** Kutipan Sumber **

============

Powered By Blogger

Sabtu, 13 Desember 2014

Makalah tentang Hibah



2. HIBAH
2.1  PENGERTIAN HIBAH
Pengertian hibah menurut bahasa. Kata hibah adalah bentuk mashdar dari kata wahaba digunakan dalam al-Quran beserta kata derivatifnya sebanyak 25 kali dalam 13 surat. Wahaba artinya memberi, dan jika subyeknya Allah berati memberi karunia, atau menganugerahi terdapat dalam (QS. Ali Imran(3) :8, Maryam(19) :5, 49, 50, 53).
Secara bahasa, dalam kamus al-Munjid, hibah berasal dari akar kata wahaba-yahabu-hibatan, berarti memberi atau pemberian. Dalam Kamus al-Munawwir kata "hibah" ini merupakan mashdar dari kata wahaba yang berarti pemberian.
Demikian pula dalam Kamus Besar Bahasa Indonesia berarti pemberian dengan sukarela dengan mengalihkan hak atas sesuatu kepada orang lain.
Menurut istilah, pengertian hibah dirumuskan dalam redaksi yang berbeda-beda, di antaranya:
Jumhur ulama sebagaimana dikutip Nasrun Haroen, merumuskan pengertian hibah sebagai: "Akad yang menjadikan kepemilikan tanpa adanya pengganti ketika masih hidup dan dilakukan secara sukarela".

============

Baris dataset anotasi titik:
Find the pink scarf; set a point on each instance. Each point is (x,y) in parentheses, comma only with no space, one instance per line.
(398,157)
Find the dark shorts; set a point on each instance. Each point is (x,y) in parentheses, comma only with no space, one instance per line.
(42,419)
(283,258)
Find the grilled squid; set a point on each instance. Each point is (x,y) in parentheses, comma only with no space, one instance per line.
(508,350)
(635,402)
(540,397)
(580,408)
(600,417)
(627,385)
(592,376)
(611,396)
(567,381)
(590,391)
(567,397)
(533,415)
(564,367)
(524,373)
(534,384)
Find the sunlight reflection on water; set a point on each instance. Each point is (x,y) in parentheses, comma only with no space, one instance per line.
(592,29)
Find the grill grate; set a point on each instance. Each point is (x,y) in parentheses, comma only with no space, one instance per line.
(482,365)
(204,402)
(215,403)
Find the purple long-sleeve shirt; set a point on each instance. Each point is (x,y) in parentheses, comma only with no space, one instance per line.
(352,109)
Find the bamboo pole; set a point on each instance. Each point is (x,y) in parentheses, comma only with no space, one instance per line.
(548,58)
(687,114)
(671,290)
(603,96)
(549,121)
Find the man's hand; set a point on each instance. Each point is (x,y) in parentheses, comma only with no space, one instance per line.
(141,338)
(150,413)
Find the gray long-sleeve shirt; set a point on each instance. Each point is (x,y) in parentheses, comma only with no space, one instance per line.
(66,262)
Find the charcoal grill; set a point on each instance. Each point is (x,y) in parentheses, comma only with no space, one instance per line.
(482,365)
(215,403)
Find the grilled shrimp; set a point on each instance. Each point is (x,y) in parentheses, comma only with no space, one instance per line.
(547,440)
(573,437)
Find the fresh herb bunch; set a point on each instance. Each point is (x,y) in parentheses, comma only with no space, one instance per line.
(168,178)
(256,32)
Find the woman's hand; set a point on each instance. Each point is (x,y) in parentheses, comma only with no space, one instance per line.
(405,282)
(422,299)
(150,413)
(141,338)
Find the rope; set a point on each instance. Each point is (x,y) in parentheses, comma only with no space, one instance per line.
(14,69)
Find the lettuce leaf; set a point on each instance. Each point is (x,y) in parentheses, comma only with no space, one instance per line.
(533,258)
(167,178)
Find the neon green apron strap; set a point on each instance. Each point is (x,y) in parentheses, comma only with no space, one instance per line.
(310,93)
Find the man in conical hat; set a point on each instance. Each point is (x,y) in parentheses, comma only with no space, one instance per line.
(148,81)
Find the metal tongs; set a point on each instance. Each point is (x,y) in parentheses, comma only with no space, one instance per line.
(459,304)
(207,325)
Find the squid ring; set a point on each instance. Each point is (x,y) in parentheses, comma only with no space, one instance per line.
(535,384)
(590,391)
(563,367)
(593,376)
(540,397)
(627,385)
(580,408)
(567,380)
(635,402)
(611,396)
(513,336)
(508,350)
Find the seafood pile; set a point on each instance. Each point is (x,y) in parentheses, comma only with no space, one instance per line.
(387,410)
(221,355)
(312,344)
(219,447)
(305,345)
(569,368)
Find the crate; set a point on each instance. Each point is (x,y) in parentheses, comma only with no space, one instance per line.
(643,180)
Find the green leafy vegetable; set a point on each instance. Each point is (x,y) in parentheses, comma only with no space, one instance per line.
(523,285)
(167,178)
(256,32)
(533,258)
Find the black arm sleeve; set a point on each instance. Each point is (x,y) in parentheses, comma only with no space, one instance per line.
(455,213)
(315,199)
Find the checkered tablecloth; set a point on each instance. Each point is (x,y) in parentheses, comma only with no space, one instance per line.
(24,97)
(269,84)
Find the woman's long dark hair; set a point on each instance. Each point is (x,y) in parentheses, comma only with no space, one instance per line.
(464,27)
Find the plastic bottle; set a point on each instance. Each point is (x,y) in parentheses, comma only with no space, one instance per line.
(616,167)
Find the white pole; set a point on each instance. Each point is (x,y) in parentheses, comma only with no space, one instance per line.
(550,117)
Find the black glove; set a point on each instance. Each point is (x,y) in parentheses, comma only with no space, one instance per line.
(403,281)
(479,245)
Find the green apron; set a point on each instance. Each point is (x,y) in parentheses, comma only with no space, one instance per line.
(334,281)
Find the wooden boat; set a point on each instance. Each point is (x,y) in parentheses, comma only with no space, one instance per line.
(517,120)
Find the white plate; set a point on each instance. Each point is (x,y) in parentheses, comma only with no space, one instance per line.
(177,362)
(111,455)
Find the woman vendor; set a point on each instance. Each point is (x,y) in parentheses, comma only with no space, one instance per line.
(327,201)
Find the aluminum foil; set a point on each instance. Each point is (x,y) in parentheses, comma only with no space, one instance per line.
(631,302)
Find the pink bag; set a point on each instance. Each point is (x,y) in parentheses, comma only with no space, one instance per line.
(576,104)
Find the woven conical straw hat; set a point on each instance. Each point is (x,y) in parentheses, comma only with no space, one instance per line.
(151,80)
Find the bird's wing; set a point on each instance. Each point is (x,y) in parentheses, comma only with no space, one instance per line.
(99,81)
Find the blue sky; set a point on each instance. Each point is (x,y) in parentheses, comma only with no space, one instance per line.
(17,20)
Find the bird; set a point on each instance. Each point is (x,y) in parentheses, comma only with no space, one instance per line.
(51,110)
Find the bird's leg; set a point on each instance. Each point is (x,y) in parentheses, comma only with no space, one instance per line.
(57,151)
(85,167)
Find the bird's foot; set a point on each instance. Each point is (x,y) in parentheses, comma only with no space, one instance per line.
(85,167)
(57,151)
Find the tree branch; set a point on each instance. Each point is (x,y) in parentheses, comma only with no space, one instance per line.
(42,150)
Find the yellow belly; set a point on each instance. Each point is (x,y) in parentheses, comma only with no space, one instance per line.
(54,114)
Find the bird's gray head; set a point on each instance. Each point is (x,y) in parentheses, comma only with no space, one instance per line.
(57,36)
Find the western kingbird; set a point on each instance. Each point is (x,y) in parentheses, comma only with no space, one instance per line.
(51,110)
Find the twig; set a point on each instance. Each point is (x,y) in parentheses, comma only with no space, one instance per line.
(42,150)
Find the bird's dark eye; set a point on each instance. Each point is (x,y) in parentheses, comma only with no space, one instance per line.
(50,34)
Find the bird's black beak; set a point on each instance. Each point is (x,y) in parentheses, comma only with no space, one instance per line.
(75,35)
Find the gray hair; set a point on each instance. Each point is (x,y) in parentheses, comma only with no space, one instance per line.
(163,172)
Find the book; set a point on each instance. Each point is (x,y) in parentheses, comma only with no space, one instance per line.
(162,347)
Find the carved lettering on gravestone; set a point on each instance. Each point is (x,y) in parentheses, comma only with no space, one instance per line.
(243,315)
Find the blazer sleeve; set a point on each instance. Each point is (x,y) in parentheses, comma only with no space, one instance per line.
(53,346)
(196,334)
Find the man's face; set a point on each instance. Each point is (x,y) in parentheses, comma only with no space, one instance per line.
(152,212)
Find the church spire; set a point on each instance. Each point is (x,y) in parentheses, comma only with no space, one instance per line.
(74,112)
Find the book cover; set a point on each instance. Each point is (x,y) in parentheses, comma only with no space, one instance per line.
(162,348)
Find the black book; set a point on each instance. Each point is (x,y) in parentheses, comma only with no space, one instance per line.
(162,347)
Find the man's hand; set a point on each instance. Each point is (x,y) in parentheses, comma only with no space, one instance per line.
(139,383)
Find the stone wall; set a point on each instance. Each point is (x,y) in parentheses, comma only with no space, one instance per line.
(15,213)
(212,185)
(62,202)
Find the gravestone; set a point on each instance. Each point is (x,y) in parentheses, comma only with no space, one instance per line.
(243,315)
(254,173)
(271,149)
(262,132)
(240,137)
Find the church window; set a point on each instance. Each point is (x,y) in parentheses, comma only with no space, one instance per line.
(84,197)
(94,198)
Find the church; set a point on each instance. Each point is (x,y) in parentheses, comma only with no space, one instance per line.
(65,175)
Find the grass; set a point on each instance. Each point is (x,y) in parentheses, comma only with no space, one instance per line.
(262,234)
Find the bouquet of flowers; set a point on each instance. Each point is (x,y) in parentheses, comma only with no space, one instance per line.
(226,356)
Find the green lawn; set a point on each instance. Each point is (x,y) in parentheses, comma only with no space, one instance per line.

============

** Soal Latihan 1 **
Menurut kutipan tentang hibah, berapa kali kata wahaba beserta kata derivatifnya digunakan dalam al-Quran?
** Soal Latihan 2 **
Ketik ulang bagian kutipan tentang hibah, dimulai pada kata-kata "Makalah tentang Hibah" dan berhenti setelah kata-kata "49, 50, 53).".

** Jawaban Tertulis 1 **
Sebanyak 25 kali dalam 13 surat.

** Jawaban Tertulis 2 **
Makalah tentang Hibah



2. HIBAH
2.1  PENGERTIAN HIBAH
Pengertian hibah menurut bahasa. Kata hibah adalah bentuk mashdar dari kata wahaba digunakan dalam al-Quran beserta kata derivatifnya sebanyak 25 kali dalam 13 surat. Wahaba artinya memberi, dan jika subyeknya Allah berati memberi karunia, atau menganugerahi terdapat dalam (QS. Ali Imran(3) :8, Maryam(19) :5, 49, 50, 53).